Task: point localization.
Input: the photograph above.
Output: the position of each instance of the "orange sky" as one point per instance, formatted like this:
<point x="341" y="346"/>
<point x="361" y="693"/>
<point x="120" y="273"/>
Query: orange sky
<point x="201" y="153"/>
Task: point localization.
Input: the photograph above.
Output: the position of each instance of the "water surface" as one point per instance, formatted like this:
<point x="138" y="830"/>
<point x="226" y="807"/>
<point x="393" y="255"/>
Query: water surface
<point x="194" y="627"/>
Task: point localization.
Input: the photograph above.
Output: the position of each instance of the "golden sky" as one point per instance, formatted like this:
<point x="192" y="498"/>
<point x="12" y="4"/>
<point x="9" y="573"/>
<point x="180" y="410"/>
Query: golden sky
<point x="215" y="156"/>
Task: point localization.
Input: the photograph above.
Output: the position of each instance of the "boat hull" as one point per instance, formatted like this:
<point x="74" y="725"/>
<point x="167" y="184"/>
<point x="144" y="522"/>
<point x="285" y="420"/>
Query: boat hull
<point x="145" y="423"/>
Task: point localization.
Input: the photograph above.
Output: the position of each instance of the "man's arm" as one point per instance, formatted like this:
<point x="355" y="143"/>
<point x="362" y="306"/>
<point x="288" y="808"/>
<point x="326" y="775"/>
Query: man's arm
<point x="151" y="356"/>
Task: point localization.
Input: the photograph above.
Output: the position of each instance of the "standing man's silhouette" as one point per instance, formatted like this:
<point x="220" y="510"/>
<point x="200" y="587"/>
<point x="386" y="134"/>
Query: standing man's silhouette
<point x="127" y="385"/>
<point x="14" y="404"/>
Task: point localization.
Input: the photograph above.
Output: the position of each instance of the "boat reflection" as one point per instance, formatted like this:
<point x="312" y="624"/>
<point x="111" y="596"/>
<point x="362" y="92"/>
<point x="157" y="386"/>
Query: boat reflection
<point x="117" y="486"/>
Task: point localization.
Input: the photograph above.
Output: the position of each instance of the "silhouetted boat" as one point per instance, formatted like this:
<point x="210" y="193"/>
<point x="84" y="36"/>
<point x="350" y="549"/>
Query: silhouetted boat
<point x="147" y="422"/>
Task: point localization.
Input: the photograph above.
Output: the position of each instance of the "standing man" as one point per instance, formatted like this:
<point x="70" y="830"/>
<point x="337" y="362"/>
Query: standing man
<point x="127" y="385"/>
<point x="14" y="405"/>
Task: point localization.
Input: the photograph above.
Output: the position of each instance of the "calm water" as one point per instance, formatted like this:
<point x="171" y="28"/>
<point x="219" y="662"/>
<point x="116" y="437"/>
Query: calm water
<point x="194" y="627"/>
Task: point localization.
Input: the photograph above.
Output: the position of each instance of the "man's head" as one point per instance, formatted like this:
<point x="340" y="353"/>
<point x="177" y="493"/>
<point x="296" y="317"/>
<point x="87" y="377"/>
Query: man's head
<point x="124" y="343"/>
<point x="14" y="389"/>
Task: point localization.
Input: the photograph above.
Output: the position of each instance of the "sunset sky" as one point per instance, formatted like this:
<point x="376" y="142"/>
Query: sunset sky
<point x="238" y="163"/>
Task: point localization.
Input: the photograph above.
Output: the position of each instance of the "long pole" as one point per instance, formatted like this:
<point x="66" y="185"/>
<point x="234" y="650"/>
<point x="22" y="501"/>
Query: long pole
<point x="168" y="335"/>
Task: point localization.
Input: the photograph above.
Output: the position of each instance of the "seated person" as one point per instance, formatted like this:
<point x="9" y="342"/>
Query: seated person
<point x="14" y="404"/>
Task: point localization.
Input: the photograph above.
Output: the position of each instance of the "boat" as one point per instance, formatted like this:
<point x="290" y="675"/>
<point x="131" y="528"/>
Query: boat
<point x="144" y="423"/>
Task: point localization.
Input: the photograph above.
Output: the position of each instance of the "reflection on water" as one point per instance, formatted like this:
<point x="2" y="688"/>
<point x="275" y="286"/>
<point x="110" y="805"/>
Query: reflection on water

⁂

» WHAT THIS TASK INVOLVES
Return every line of the records above that contains the string "standing". Uppercase and lowercase letters count as different.

» WORKED ANSWER
Output: the position of each instance of the "standing man's silhouette" as one point per instance, formatted like this:
Query: standing man's silhouette
Output: the position of each instance of the "standing man" as one point per instance, formatted like this:
Query: standing man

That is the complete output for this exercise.